Stored records:
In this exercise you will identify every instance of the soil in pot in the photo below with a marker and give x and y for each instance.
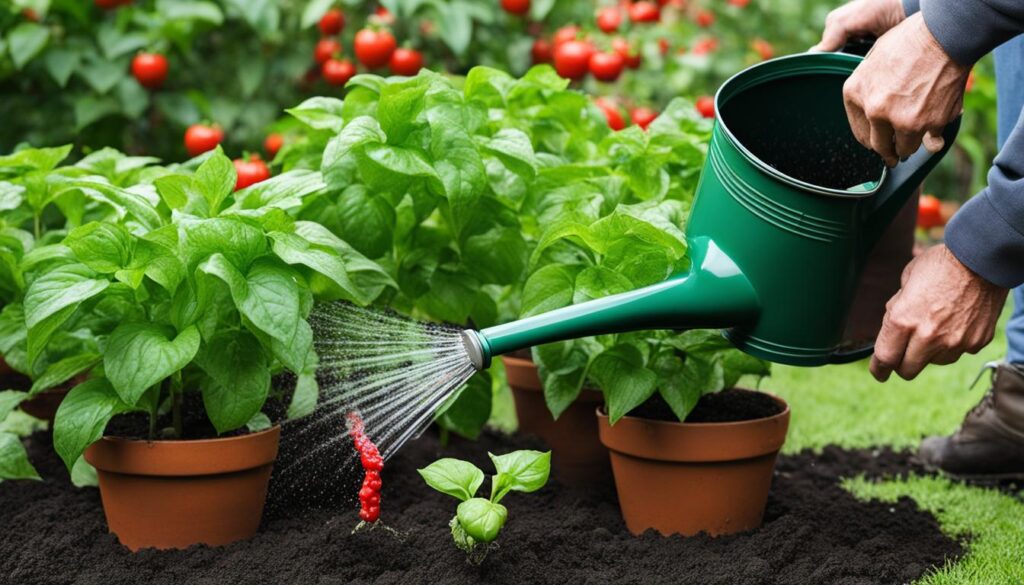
(814, 533)
(577, 454)
(712, 475)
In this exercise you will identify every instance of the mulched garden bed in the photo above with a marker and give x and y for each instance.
(814, 533)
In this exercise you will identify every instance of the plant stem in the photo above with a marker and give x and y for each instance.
(176, 411)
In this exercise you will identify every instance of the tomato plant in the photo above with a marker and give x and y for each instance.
(478, 520)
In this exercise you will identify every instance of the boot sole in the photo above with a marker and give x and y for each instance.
(973, 477)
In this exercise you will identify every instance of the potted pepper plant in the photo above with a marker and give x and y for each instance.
(197, 294)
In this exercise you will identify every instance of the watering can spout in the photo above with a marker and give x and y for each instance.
(713, 294)
(900, 182)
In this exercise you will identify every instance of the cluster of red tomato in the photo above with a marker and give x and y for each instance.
(574, 54)
(205, 137)
(374, 46)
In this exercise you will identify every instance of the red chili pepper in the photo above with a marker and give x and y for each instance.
(373, 463)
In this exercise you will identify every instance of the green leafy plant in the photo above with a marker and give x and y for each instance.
(186, 287)
(478, 520)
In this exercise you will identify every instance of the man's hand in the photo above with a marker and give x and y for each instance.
(942, 310)
(906, 90)
(859, 18)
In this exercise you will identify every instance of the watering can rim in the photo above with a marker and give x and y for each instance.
(818, 59)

Given request: Copy all the entries word for word. Omit any pictures.

Result of the exercise:
In this exercise you will identify every instance of the soil in pot in the photo below with a marker and give x and y for each instance.
(814, 533)
(577, 454)
(712, 475)
In this exercise you will identify every instance of the mulched garden bed in the photo above with a marker and give x and y for each instance.
(814, 533)
In this exercise you will identify every instance of the plant stem in the photo above with a marker and give x and y for each instance.
(176, 411)
In this exercise you will identify every instance of the tomato plant in the photo above with a marker and give x and y for each instance.
(478, 520)
In this exercise you will identify every instance of the boot sole in the photo above with a marker and give x and y for each instance.
(973, 477)
In this exercise you will identify every instance of the potted pepper plant in the photo above with a marker and give x and y for each instance.
(197, 294)
In this exercise you will identify every instance of the watering can spout in the photo above with a marker and give x and y for each instance.
(713, 294)
(900, 182)
In this exercise you will identify every instance of the cluster of red tomato in the photo above with a marker and give x and y for each instance.
(574, 54)
(205, 137)
(374, 46)
In this exercise you will identify every instance of the red chili pepper in the photo above with a marker and give x and y for each instance.
(373, 463)
In this exercise you will identify every instance of the green leafy plant in the photo above with a marker and give x and y for each instance.
(186, 287)
(478, 520)
In this exercise you will identify every instance of the man's hand in the photo above with a marker and give x and y for each instance.
(942, 310)
(906, 90)
(859, 18)
In this exercise you will identify every instance of the watering can rim in the photo above with a marker and give x and y for each instance.
(818, 59)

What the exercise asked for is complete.